Exercise >>
Reproduce the part of the career change piece that opens with the words "Five choices that can" and ends after "a new transition.", keeping every word and punctuation mark unchanged.

Career change and reinvention

Career change and reinvention

Five choices that can shape a transition

I write here about five choices that have shaped my own mid-career reinvention(s). Not the only choices one may face. Yet consistent enough for me that I now use this list as a reminder when facing a new transition.

Maybe some of them can be helpful for you, as well.

1. Motivated by bold courage and big dreams? Not always at the start. Courage sometimes follows reaching the bottom of something and realizing it is a choice of change or to give-up on yourself.

  • Choice #1 Actually, my first pivotal choice was often to clearly decide to stop doing the things that were not working for me. Stop, full stop at what seemed like all costs at the time. And find a different way forward, no matter what.
  • Perhaps here’s where the courage comes in. Or maybe it’s blind faith in yourself and life. Or it was more simple: I was too darned tired to know exactly how to change or what I wanted to change. In fact, I’d been too busy – even overwhelmed – in my old world to have looked openly for a new one. So. Call it a sabbatical, a break, a burn-out, quitting my job, being forced to an ending, as you will. It was time to simply stop.

2. Small steps, collected. The thing about making a big change is, ironically, that sometimes the best you can do is find the very small steps first.

  • I knew I needed a plan, but didn’t yet have enough insight or clarity about my new direction. So I started saying every day, “Just do the next thing you see in front of you.” Sometimes that was a phone call or reading an article or brainstorming ideas in my journal. What might I want a sabbatical to look like? What did I know now, if anything, about my next career step? (I knew more than I originally thought – a lot was about better using my strengths and operating in a way that fit my values.)
  • Choice #2. Many little steps proved cumulative in a big positive way. I learned to trust them.

3. Disappointment = when your best idea turns on you. Even when following an idea with high hopes an optimism, sometimes we are left with an option “ruled out,” but nothing yet “ruled in.” Are you lost in no-where-land forever?

  • Choice #3. Adopted a “toughen-up kid” attitude when dealing with disappointment: accepted the frustration of still not knowing what to do when a good idea proved not so perfect. “Next!” I decided this process was necessary and productive in the long run, even though I didn’t always enjoy it. “Remember, take the next step in front of you!” No wallowing.

4. Floating to build stamina. I didn’t realize how long I would need to simply physically recover from the stress of decisions and life’s unexpected twists and turns

  • Choice #4. Letting yourself float has its value. The best option often eventually evolved towards the end of a longer exploration, rarely at the beginning and surely not exactly what I ever predicted. Note: Even now, I often underestimate the time I need to “clear my head” when I’m tired. I should always take my own impatient estimate of time and multiply it by two! Until I physically rest, I cannot as effectively explore my options.
  • Change experts also say that staying “in transition” has the benefit of keeping you open to creative options you will not consider once you have chosen a direction and path.

Record list >>
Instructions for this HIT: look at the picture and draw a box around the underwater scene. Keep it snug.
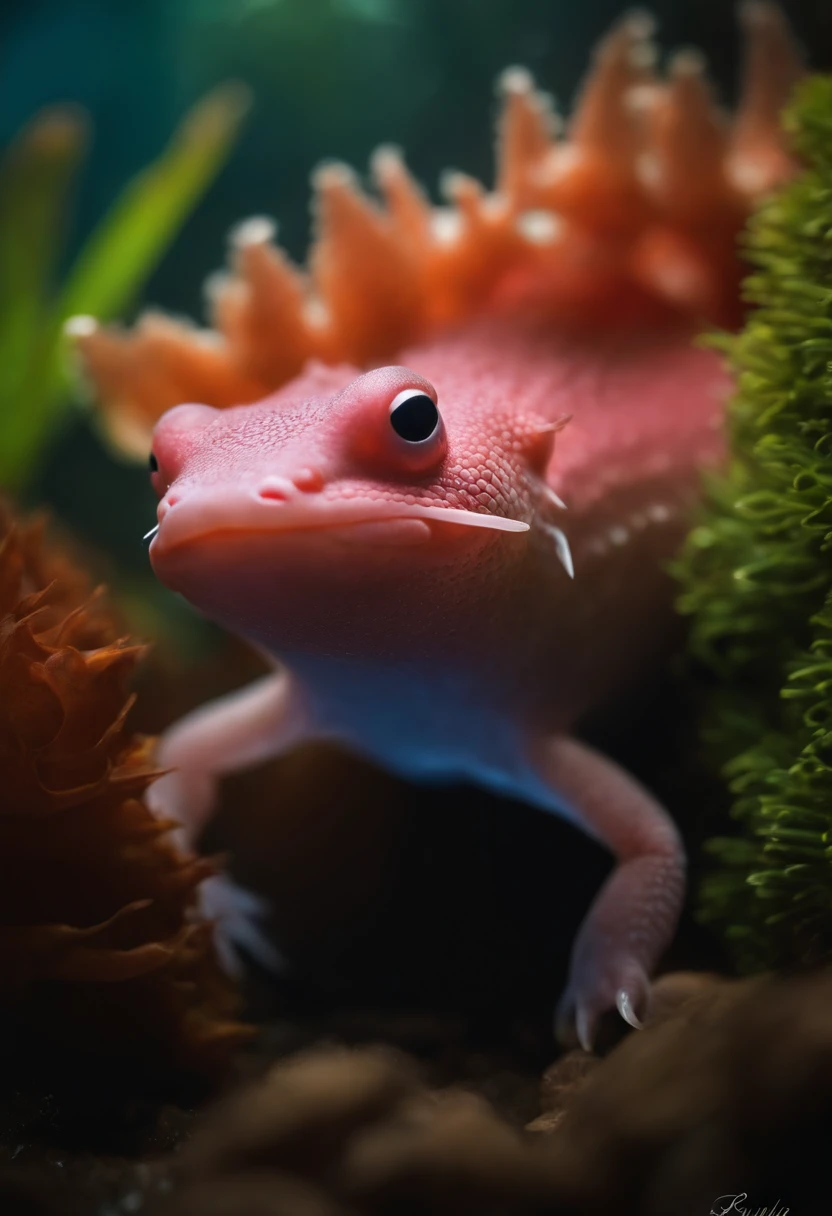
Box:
[0,0,832,1216]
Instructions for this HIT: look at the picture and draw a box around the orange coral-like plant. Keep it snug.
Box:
[0,505,247,1071]
[71,0,803,458]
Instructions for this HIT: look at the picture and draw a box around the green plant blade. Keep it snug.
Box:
[0,106,88,398]
[58,83,249,321]
[0,84,249,489]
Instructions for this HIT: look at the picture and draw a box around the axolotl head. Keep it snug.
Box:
[150,365,568,660]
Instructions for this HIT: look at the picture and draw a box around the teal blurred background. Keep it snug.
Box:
[0,0,832,605]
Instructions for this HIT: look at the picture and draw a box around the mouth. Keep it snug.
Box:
[146,495,529,557]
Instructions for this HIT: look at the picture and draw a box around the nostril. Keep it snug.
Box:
[292,468,324,494]
[257,483,289,502]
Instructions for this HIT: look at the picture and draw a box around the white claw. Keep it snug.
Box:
[544,485,567,511]
[615,989,643,1030]
[543,524,575,579]
[575,1006,592,1055]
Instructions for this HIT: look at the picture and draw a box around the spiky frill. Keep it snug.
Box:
[680,78,832,968]
[0,505,247,1074]
[71,0,800,458]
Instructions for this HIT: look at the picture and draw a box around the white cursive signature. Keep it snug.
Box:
[710,1190,789,1216]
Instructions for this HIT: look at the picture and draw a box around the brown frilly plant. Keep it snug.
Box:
[0,503,247,1075]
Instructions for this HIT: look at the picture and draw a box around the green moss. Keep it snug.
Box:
[678,77,832,969]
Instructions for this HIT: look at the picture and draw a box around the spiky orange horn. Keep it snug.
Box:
[71,0,802,457]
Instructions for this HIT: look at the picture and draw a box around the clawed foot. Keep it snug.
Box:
[555,956,650,1052]
[199,874,283,978]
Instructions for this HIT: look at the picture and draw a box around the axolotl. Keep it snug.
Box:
[75,5,797,1048]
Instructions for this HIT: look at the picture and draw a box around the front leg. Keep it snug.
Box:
[147,670,308,974]
[147,669,307,848]
[535,736,685,1051]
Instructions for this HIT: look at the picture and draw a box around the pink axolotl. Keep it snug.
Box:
[74,4,798,1049]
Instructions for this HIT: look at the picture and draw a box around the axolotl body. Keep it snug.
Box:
[74,2,800,1047]
[151,323,725,1043]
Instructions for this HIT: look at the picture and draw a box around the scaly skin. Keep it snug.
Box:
[72,0,802,1047]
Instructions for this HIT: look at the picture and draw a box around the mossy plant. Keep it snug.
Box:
[678,77,832,969]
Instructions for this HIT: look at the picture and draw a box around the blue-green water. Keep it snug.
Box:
[0,0,832,598]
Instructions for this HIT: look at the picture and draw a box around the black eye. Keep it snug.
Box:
[390,388,439,444]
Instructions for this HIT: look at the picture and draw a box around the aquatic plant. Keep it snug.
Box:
[77,2,803,460]
[0,505,246,1070]
[0,85,247,488]
[679,77,832,968]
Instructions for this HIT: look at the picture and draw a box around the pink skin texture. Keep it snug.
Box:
[72,2,799,1049]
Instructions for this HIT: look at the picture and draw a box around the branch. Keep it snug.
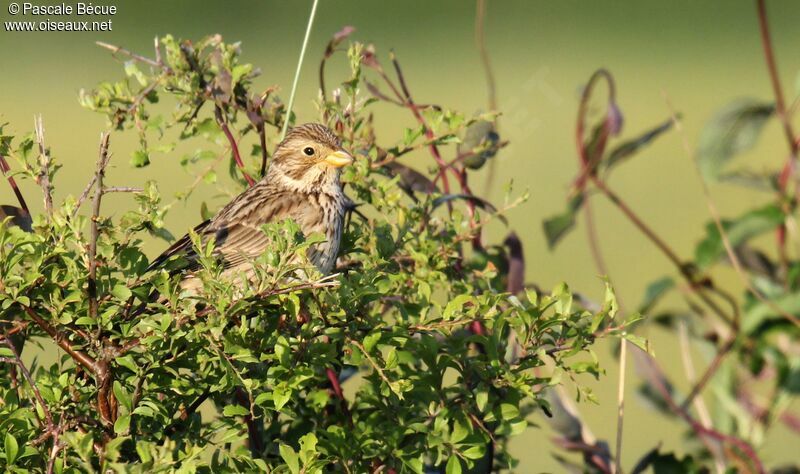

Written answer >>
Five choices that can shape a transition

I write here about five choices that have shaped my own mid-career reinvention(s). Not the only choices one may face. Yet consistent enough for me that I now use this list as a reminder when facing a new transition.